Copy the records below again, changing every "even-odd" to "nonzero" and leaving all other text untouched.

== Given entries ==

○ ○ ○ ○

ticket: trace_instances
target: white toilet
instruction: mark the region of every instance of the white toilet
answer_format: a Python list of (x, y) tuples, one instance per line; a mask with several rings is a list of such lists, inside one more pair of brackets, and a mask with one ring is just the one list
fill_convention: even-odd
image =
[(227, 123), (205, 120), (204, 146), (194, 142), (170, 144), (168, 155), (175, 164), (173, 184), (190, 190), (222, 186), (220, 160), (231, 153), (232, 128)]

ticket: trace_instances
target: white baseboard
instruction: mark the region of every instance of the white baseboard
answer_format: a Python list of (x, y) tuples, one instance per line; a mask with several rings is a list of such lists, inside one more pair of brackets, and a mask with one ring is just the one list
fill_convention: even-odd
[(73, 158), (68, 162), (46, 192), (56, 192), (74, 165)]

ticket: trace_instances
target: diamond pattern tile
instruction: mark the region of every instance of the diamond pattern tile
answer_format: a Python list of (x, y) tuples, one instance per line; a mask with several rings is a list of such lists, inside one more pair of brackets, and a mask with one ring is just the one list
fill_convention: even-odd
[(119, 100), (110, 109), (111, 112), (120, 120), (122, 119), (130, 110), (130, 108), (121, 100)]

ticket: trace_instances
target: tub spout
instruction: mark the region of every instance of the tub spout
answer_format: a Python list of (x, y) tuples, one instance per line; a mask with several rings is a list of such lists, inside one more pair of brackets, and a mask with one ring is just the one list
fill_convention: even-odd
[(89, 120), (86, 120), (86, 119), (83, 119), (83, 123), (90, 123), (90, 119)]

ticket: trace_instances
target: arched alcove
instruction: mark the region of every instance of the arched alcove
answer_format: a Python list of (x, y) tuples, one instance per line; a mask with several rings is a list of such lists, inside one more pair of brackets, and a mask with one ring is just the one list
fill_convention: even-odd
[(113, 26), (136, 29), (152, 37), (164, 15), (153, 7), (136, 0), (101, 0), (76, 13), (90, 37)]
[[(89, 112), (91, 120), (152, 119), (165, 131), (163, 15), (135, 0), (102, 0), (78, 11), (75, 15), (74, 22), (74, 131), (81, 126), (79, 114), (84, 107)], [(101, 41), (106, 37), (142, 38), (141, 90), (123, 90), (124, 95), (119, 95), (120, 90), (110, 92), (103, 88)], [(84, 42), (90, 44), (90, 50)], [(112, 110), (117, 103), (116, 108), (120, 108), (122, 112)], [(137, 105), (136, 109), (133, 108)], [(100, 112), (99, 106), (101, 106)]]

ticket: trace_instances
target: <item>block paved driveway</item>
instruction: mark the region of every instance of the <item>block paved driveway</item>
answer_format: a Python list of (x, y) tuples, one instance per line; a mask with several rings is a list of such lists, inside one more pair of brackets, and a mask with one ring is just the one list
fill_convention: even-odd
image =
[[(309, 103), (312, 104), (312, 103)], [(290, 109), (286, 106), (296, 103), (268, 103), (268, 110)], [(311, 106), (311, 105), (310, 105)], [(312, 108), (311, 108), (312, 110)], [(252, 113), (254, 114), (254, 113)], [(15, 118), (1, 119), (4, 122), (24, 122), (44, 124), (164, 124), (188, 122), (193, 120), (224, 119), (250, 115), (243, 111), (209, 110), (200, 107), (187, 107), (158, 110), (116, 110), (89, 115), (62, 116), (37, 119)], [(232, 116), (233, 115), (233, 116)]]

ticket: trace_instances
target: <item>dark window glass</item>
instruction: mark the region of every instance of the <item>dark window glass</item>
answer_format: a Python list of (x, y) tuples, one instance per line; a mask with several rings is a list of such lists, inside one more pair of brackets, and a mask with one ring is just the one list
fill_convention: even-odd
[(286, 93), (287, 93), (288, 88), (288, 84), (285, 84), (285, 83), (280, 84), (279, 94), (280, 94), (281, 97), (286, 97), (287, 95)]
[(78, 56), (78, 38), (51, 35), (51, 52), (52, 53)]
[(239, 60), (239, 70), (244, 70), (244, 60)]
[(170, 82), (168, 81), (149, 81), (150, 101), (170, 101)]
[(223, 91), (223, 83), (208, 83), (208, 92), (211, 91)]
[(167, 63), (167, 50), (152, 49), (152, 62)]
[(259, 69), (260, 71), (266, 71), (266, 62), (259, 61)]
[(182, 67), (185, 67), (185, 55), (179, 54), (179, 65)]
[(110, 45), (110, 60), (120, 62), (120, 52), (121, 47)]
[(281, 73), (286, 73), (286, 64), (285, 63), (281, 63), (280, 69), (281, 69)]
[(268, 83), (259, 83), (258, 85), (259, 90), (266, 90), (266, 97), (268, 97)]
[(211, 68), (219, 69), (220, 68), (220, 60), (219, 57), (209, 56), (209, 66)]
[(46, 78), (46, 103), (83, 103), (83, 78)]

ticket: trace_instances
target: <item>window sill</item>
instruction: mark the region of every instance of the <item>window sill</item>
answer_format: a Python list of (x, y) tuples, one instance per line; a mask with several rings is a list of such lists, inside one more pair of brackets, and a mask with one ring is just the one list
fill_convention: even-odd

○ ○ ○ ○

== Right answer ==
ticket: trace_instances
target: white toilet
instruction: mark the region of every instance of the white toilet
answer_format: a Python list of (x, y) tuples, one instance per line; a mask with several rings is a list of such lists, inside one more pair of brackets, and a mask with one ring is just the one list
fill_convention: nonzero
image =
[(227, 123), (205, 120), (204, 146), (194, 142), (170, 144), (168, 155), (175, 164), (173, 184), (190, 190), (222, 186), (220, 160), (231, 153), (232, 128)]

ticket: trace_instances
target: white baseboard
instruction: mark the region of every instance of the white baseboard
answer_format: a Python list of (x, y) tuples, one instance per line; a mask with several rings is a list of such lists, inside one more pair of brackets, and a mask with one ring is just the one list
fill_convention: nonzero
[(73, 158), (68, 162), (46, 192), (56, 192), (74, 165)]

ticket: trace_instances
target: diamond pattern tile
instruction: mark the region of every instance of the diamond pattern tile
answer_format: a Python list of (x, y) tuples, one instance per line; a mask with several rings is a list of such lists, inside one more pair of brackets, and a mask with one ring is just the one list
fill_convention: nonzero
[(119, 100), (110, 109), (111, 112), (120, 120), (122, 119), (130, 110), (130, 108), (121, 100)]

ticket: trace_instances
target: tub spout
instruction: mark the region of every instance of the tub spout
answer_format: a Python list of (x, y) tuples, one instance per line; a mask with several rings is a list of such lists, inside one more pair of brackets, and a mask with one ring is just the one list
fill_convention: nonzero
[(89, 120), (86, 120), (86, 119), (83, 119), (83, 123), (90, 123), (90, 119)]

ticket: trace_instances
target: arched alcove
instruction: mark the region of every instance of the arched alcove
answer_format: a Python list of (x, y) tuples, one instance per line; a mask with several rings is a list of such lists, inside one more pair of brackets, and a mask with one ring is just the one list
fill_convention: nonzero
[(113, 26), (136, 29), (152, 37), (164, 15), (153, 7), (136, 0), (101, 0), (76, 13), (90, 37)]
[[(89, 112), (91, 120), (152, 119), (165, 131), (163, 15), (135, 0), (102, 0), (78, 11), (75, 15), (74, 22), (74, 131), (81, 126), (79, 114), (84, 107)], [(101, 41), (106, 37), (142, 38), (141, 90), (123, 90), (124, 95), (119, 95), (120, 90), (110, 92), (103, 88)], [(84, 42), (90, 44), (90, 50)], [(112, 110), (117, 103), (116, 108), (120, 108), (122, 112)], [(137, 105), (136, 109), (133, 108)], [(100, 112), (99, 106), (101, 106)]]

ticket: trace_instances
target: <item>block paved driveway</item>
instruction: mark the region of every instance of the <item>block paved driveway</item>
answer_format: a Python list of (x, y) tuples, one instance per line; a mask with several rings is a list of such lists, inside one more pair of brackets, and a mask with one ring is just the one list
fill_convention: nonzero
image =
[[(309, 103), (312, 104), (312, 103)], [(290, 109), (286, 106), (296, 103), (268, 103), (268, 110)], [(311, 106), (311, 105), (310, 105)], [(312, 108), (311, 108), (312, 110)], [(252, 113), (254, 114), (254, 113)], [(15, 118), (1, 119), (4, 122), (24, 122), (44, 124), (164, 124), (188, 122), (193, 120), (224, 119), (250, 115), (243, 111), (209, 110), (200, 107), (187, 107), (158, 110), (116, 110), (89, 115), (62, 116), (37, 119)], [(232, 116), (233, 115), (233, 116)]]

ticket: trace_instances
target: <item>dark window glass</item>
instruction: mark the region of every instance of the <item>dark window glass</item>
answer_format: a Python list of (x, y) tuples, one instance per line; a mask with several rings is a list of such lists, inside one more pair of brackets, and a mask with one ring is just the one list
fill_convention: nonzero
[(286, 93), (287, 93), (288, 88), (288, 84), (285, 84), (285, 83), (280, 84), (279, 94), (280, 94), (281, 97), (286, 97), (287, 95)]
[(78, 56), (78, 38), (51, 35), (51, 52), (52, 53)]
[(239, 60), (239, 70), (244, 70), (244, 60)]
[(170, 82), (168, 81), (149, 81), (150, 101), (170, 101)]
[(223, 91), (223, 83), (208, 83), (208, 92), (211, 91)]
[(167, 63), (167, 50), (152, 49), (152, 62)]
[(259, 69), (260, 71), (266, 71), (266, 62), (259, 61)]
[(182, 67), (185, 67), (185, 55), (179, 54), (179, 65)]
[(110, 45), (110, 60), (120, 62), (120, 52), (121, 47)]
[(281, 73), (286, 73), (286, 64), (285, 63), (281, 63), (280, 69), (281, 69)]
[(268, 83), (259, 83), (258, 85), (259, 90), (266, 90), (266, 97), (268, 97)]
[(211, 68), (219, 69), (220, 68), (220, 60), (219, 57), (209, 56), (209, 66)]
[(46, 78), (46, 103), (83, 103), (83, 78)]

ticket: trace_instances
target: <item>window sill</item>
instruction: mark the region of every instance of the <item>window sill</item>
answer_format: a Python list of (x, y) tuples, one instance per line; a mask with several rings is a list of such lists, inside one more pair of brackets, and a mask with one ring is just the one list
fill_convention: nonzero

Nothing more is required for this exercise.